Aim – Copy the data below with "black coat" swapped for "gray coat" and everything else left as is. Leave out the pictures.

Data lines –
>> start
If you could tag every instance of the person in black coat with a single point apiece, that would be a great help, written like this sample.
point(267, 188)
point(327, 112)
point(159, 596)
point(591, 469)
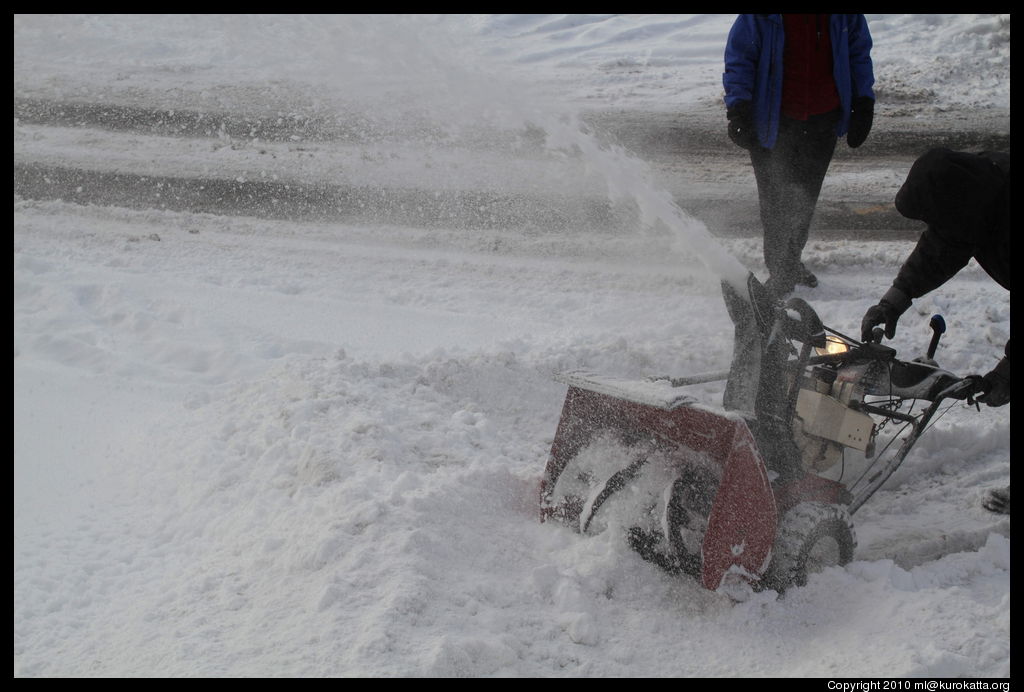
>> end
Expected output –
If you could tag every instance of the person in gray coat with a single point apiece, that would be a great help, written like this sample.
point(267, 188)
point(327, 112)
point(159, 596)
point(591, 469)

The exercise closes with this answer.